» **The problem**
For this exercise, print only the lines from the one containing "Target: spread tail feathers" through the end of the material below, exactly as given.

» **Data**
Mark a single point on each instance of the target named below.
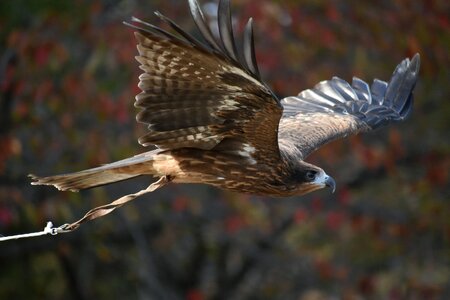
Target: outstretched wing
(198, 95)
(335, 109)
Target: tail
(113, 172)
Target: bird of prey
(213, 120)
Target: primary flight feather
(214, 121)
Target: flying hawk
(213, 120)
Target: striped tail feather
(109, 173)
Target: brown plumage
(214, 121)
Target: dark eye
(310, 175)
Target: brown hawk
(214, 121)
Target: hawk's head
(306, 178)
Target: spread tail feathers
(113, 172)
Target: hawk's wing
(197, 95)
(335, 109)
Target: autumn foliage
(67, 83)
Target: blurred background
(67, 84)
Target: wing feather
(334, 108)
(200, 95)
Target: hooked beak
(329, 182)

» **Solution for this task**
Target: spread tail feathers
(113, 172)
Target: hawk's wing
(197, 95)
(335, 109)
Target: autumn foliage
(67, 83)
Target: blurred background
(67, 84)
Target: wing feather
(334, 108)
(200, 95)
Target: hooked beak
(329, 182)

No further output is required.